Recopiez le passage du texte de lecture qui commence par « Plusieurs versions des » et se poursuit jusqu'à « sur son épouse. », en changeant « mari » en « époux ».

TEXTE DE LECTURE:
________
Plusieurs versions des faits ont été relayées à l’annonce de la mort de cette dame. La version qui nous est parvenue souligne que Mme Diane Yangwo était hospitalisée dans une clinique avec son enfant malade. Puis un jour, son mari est arrivé à l’hôpital en colère, l’a traînée dans une pièce libre pour discuter. Mais, le ton du couple est monté. Excédé sans doute par les reproches de son épouse, M. Bekobe a fini par porter la main sur elle. Il l’a frappée si fort que Diane a fait un malaise après leur dispute. Bien que conduite urgemment à l’hôpital, Mme Bekobe est décédée et le diagnostic clinique a indiqué que sa mort a été causé par une hémorragie interne provoquée par des coups violents. A l’annonce du décès de Diane, M. Bekobe a aussitôt été placé en détention provisoire pour coups mortels sur son épouse.
En février 2025, M. Eric Bekobe a plaidé coupable lors d’une audience au Tribunal de Grande instance de Douala. Suite à ces aveux, tous les partisans de la victime étaient désormais convaincus que M. Bekobe écoperait d’une lourde peine, surtout que l’article 221 du code pénal condamne à 30 ans de prison toute personne qui ôte volontairement la vie à une autre. Mais, le 1er avril 2025, à la grande surprise de tous, la juge Dany L’or Medou a plutôt infligé à M. Eric Bekobe une condamnation de cinq ans d’emprisonnement avec sursis et une amende de 52000F CFA seulement. Une sentence qui signifie que l’époux meurtrier de Mme Diane Yangwo sera purement et simplement relaxé. Ce jugement, un peu trop clément pour une cause d’assassinat, a aussitôt suscité des mouvements d’humeur à travers le pays.
________
EXTRAITS DU LISTING:
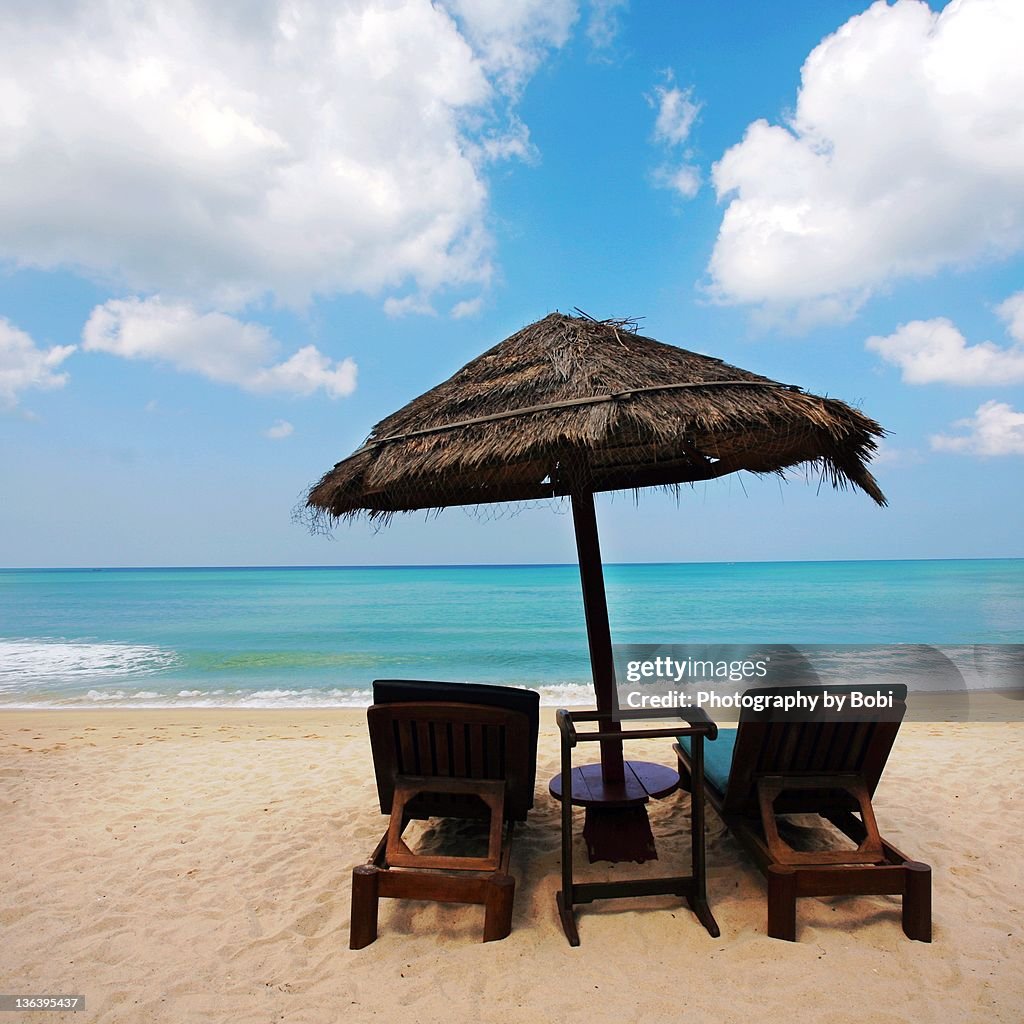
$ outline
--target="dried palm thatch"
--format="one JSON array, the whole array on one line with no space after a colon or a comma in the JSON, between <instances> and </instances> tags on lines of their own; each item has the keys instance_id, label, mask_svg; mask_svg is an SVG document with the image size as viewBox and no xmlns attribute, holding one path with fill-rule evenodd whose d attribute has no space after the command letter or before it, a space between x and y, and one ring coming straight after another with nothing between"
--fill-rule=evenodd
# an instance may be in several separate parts
<instances>
[{"instance_id":1,"label":"dried palm thatch","mask_svg":"<svg viewBox=\"0 0 1024 1024\"><path fill-rule=\"evenodd\" d=\"M633 327L555 312L523 328L378 423L310 489L314 522L800 464L885 504L873 420Z\"/></svg>"}]
</instances>

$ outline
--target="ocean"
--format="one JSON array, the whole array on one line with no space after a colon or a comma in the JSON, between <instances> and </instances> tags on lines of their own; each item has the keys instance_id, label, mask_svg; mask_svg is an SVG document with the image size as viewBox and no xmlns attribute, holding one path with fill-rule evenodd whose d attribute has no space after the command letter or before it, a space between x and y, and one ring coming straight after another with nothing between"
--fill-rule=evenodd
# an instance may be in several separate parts
<instances>
[{"instance_id":1,"label":"ocean","mask_svg":"<svg viewBox=\"0 0 1024 1024\"><path fill-rule=\"evenodd\" d=\"M607 565L622 644L1024 644L1024 559ZM574 565L0 569L0 706L344 707L376 678L593 700Z\"/></svg>"}]
</instances>

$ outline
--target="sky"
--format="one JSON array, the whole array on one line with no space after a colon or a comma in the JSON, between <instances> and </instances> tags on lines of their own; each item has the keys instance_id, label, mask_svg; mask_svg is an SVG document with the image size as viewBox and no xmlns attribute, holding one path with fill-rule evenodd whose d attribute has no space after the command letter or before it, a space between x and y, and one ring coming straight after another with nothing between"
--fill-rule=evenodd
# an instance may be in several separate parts
<instances>
[{"instance_id":1,"label":"sky","mask_svg":"<svg viewBox=\"0 0 1024 1024\"><path fill-rule=\"evenodd\" d=\"M1024 3L724 10L0 6L0 566L573 561L558 504L292 510L577 307L889 431L886 509L606 496L606 560L1024 556Z\"/></svg>"}]
</instances>

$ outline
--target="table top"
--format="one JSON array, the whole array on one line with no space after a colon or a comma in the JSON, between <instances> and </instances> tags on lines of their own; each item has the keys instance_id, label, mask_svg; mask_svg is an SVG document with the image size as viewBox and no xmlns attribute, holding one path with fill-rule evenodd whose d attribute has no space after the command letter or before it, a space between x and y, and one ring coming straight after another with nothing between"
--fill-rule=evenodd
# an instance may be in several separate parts
<instances>
[{"instance_id":1,"label":"table top","mask_svg":"<svg viewBox=\"0 0 1024 1024\"><path fill-rule=\"evenodd\" d=\"M630 807L660 800L679 788L679 773L674 768L650 761L624 762L622 782L607 782L601 777L601 766L582 765L572 769L572 803L577 807ZM562 776L556 775L548 785L555 800L562 799Z\"/></svg>"}]
</instances>

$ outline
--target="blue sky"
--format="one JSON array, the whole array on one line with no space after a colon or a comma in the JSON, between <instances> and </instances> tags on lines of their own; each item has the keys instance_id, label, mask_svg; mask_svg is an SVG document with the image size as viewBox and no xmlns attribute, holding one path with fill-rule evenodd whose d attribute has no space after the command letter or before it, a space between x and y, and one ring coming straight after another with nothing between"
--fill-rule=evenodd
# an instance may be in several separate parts
<instances>
[{"instance_id":1,"label":"blue sky","mask_svg":"<svg viewBox=\"0 0 1024 1024\"><path fill-rule=\"evenodd\" d=\"M291 510L573 306L891 431L888 509L612 496L606 559L1024 556L1019 0L143 8L0 11L0 565L571 561Z\"/></svg>"}]
</instances>

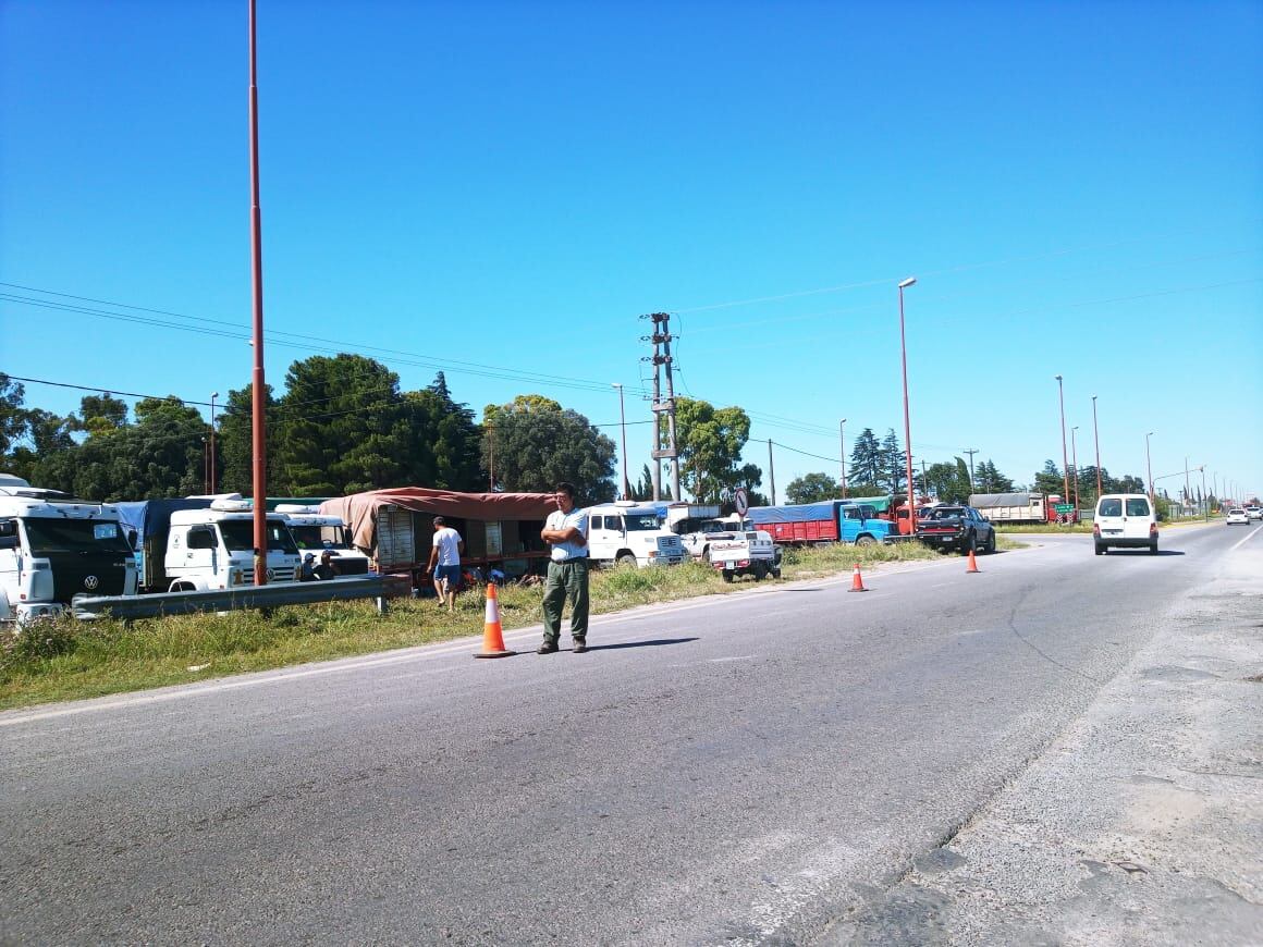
________
RÉPONSE:
Plusieurs versions des faits ont été relayées à l’annonce de la mort de cette dame. La version qui nous est parvenue souligne que Mme Diane Yangwo était hospitalisée dans une clinique avec son enfant malade. Puis un jour, son époux est arrivé à l’hôpital en colère, l’a traînée dans une pièce libre pour discuter. Mais, le ton du couple est monté. Excédé sans doute par les reproches de son épouse, M. Bekobe a fini par porter la main sur elle. Il l’a frappée si fort que Diane a fait un malaise après leur dispute. Bien que conduite urgemment à l’hôpital, Mme Bekobe est décédée et le diagnostic clinique a indiqué que sa mort a été causé par une hémorragie interne provoquée par des coups violents. A l’annonce du décès de Diane, M. Bekobe a aussitôt été placé en détention provisoire pour coups mortels sur son épouse.